- _Exercise task_
Copy the listing below line for line, exactly as it stands, leaving out the pictures.

- _Available records_
= = =

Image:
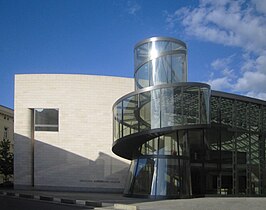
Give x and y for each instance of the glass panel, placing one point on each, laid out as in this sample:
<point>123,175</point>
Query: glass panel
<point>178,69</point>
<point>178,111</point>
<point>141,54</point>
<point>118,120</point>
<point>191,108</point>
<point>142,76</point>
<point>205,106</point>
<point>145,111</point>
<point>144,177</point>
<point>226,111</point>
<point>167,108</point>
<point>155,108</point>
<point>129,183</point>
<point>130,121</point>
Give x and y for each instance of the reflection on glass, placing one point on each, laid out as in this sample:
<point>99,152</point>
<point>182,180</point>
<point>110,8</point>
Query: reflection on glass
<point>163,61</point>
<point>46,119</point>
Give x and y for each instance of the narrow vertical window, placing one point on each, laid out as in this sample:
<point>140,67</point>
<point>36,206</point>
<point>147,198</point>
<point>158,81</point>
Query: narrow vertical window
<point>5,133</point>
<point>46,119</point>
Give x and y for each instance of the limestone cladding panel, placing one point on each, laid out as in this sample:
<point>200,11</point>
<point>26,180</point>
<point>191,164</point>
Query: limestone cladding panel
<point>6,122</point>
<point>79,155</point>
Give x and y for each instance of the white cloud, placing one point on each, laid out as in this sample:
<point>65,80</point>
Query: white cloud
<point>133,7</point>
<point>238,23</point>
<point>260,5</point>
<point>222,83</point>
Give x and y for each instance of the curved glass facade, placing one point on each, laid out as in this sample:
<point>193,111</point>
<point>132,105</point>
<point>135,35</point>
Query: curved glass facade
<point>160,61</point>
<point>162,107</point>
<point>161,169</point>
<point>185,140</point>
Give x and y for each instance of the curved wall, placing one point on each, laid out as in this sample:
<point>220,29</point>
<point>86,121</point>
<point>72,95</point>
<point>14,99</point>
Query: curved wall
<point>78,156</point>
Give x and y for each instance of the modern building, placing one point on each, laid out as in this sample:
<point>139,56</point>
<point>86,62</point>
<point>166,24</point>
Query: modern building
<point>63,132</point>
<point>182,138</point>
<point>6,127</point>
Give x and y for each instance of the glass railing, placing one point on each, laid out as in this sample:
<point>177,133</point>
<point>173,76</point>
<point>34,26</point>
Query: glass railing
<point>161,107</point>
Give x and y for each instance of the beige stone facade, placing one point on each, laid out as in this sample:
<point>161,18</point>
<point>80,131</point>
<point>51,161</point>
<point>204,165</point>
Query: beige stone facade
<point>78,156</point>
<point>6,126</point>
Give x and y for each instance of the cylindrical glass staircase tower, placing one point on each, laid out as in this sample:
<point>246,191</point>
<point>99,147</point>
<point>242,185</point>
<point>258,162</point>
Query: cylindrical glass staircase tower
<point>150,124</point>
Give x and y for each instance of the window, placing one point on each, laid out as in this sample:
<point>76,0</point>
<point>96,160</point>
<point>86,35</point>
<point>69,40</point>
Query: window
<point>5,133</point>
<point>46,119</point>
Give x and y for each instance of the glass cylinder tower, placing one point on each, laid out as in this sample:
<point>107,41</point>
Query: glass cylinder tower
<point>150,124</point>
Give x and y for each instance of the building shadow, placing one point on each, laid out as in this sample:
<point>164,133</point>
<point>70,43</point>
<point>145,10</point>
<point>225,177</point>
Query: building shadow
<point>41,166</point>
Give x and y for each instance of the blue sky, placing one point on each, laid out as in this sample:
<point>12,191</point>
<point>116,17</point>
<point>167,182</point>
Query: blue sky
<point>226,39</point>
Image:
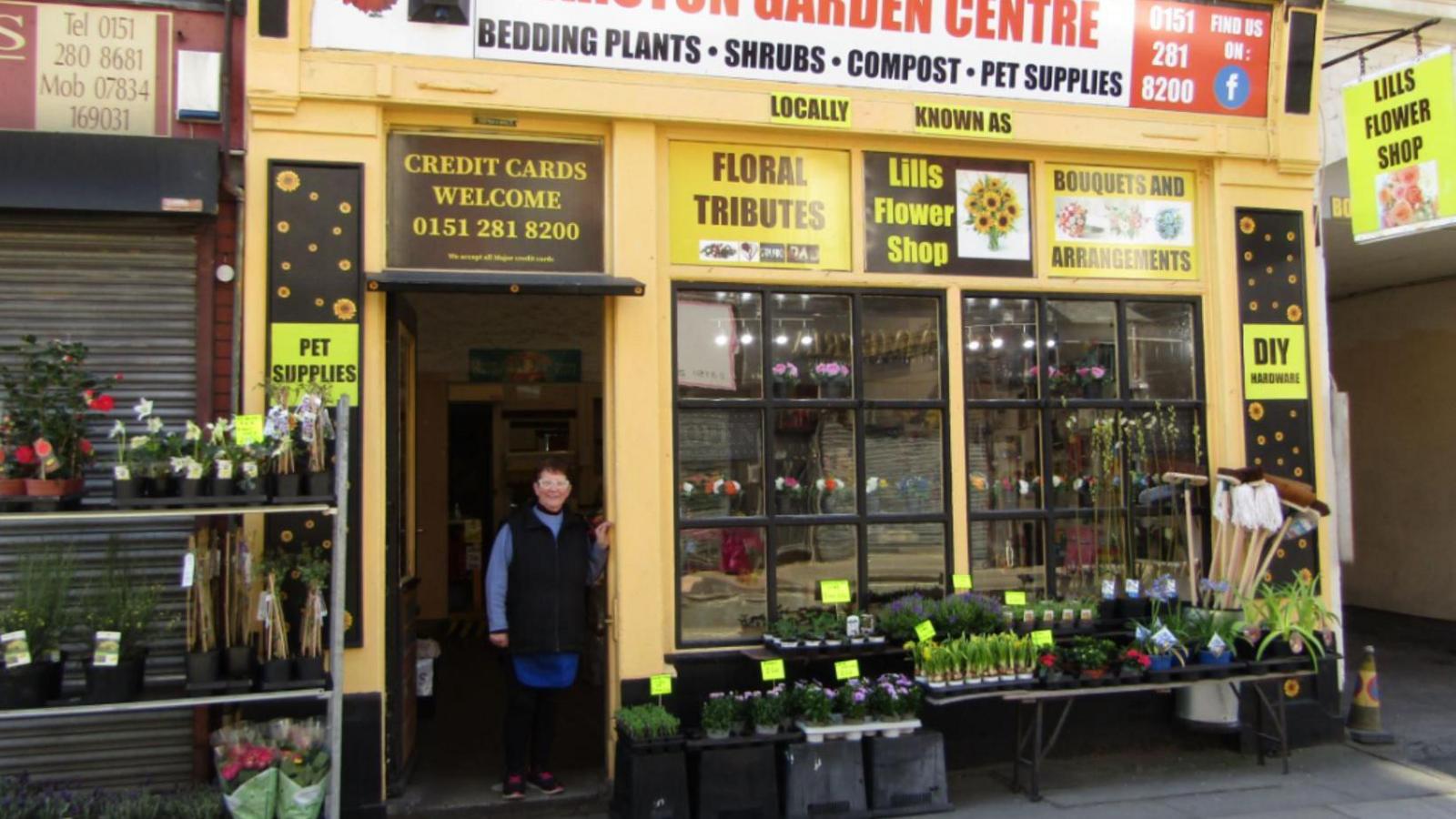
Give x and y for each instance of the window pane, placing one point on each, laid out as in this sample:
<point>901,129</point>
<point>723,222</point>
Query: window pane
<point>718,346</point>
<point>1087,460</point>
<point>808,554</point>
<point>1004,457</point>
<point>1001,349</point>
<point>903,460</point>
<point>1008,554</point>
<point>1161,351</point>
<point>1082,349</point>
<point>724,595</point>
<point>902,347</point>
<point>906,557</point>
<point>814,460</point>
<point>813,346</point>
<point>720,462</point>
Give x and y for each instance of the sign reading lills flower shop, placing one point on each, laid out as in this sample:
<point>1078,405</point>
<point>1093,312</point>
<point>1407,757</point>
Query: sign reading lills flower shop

= = =

- _Answer to this task_
Image:
Give x and y for each instance of the glass panel, placing one point on each, laid out as in this sample:
<point>123,175</point>
Query: glass panel
<point>178,69</point>
<point>178,111</point>
<point>141,54</point>
<point>118,120</point>
<point>191,108</point>
<point>142,76</point>
<point>205,106</point>
<point>145,111</point>
<point>144,177</point>
<point>226,111</point>
<point>167,108</point>
<point>155,108</point>
<point>129,183</point>
<point>130,121</point>
Give x and y for each instance of the reflection on glass, placing one point on each, laid out as in this sample:
<point>99,152</point>
<point>182,180</point>
<point>110,8</point>
Query: reflection on glass
<point>163,61</point>
<point>46,119</point>
Give x and y for each instance of the narrow vertical window, placing one point on each, laid out as in this sample:
<point>140,67</point>
<point>36,206</point>
<point>147,198</point>
<point>158,81</point>
Query: narrow vertical window
<point>5,133</point>
<point>46,119</point>
Give x and y for each instance of the limestone cladding panel, placing one point on each, laid out as in this sample:
<point>200,11</point>
<point>26,180</point>
<point>191,164</point>
Query: limestone cladding panel
<point>6,122</point>
<point>79,155</point>
Give x and y for each instance of the white cloud, placing one point on each, laid out as in this sample:
<point>65,80</point>
Query: white cloud
<point>133,7</point>
<point>238,23</point>
<point>260,5</point>
<point>222,83</point>
Give x and y for each instance of the curved glass facade, placing one point on each, laid out as in this sample:
<point>193,111</point>
<point>132,105</point>
<point>135,35</point>
Query: curved glass facade
<point>160,61</point>
<point>162,107</point>
<point>161,169</point>
<point>185,140</point>
Give x and y for each instance of the curved wall, placing one point on each, laid out as in this sample:
<point>220,29</point>
<point>86,121</point>
<point>72,95</point>
<point>14,99</point>
Query: curved wall
<point>78,156</point>
Give x and y for each instance of the modern building, placing one point on each, laid out as in this sample:
<point>139,56</point>
<point>86,62</point>
<point>166,24</point>
Query: modern building
<point>63,132</point>
<point>182,138</point>
<point>6,127</point>
Give x and y for each instance of the glass railing, placing one point on each, laid out as in this sample:
<point>177,133</point>
<point>173,76</point>
<point>34,26</point>
Query: glass railing
<point>161,107</point>
Give x and y for each instance of the beige stone facade, placing one point on each, laid out as in this sample:
<point>161,18</point>
<point>80,131</point>
<point>51,161</point>
<point>204,165</point>
Query: beige stone facade
<point>78,156</point>
<point>6,126</point>
Give x and y for each instance of the cylindrical glass staircase tower, placing one point on each, laid out as in this sample:
<point>246,191</point>
<point>99,147</point>
<point>242,185</point>
<point>258,162</point>
Query: cylindrical glass staircase tower
<point>150,124</point>
Give x and y for each instance of the window, placing one point on each, laid out as in this sample:
<point>76,0</point>
<point>96,160</point>
<point>86,35</point>
<point>69,40</point>
Query: window
<point>5,133</point>
<point>46,119</point>
Give x and y for each instance of the glass cylinder tower, placing one point on each, laid out as in this sample:
<point>107,41</point>
Query: glass cylinder tower
<point>150,124</point>
Give x and y for each instance of the building shadow, placing one point on each, laid out as in this sample:
<point>164,133</point>
<point>70,43</point>
<point>145,10</point>
<point>225,177</point>
Query: building shadow
<point>41,166</point>
Give x and y for each instance of the blue sky, placing one point on each, laid out as in this sample:
<point>12,191</point>
<point>116,17</point>
<point>167,182</point>
Query: blue sky
<point>226,39</point>
Image:
Give x and y for each instance of the window pane, placing one point on each, laid out as in this sample:
<point>901,129</point>
<point>723,222</point>
Query: window pane
<point>718,346</point>
<point>1087,460</point>
<point>808,554</point>
<point>1004,457</point>
<point>1001,349</point>
<point>903,460</point>
<point>1008,554</point>
<point>1161,351</point>
<point>1082,349</point>
<point>724,595</point>
<point>902,347</point>
<point>906,557</point>
<point>814,460</point>
<point>813,346</point>
<point>720,462</point>
Give x and y for each instance of the sign reading lills flower shop, placing one point on each, laid out as in this sample:
<point>1078,405</point>
<point>1093,312</point>
<point>1407,757</point>
Query: sign reading lills flower shop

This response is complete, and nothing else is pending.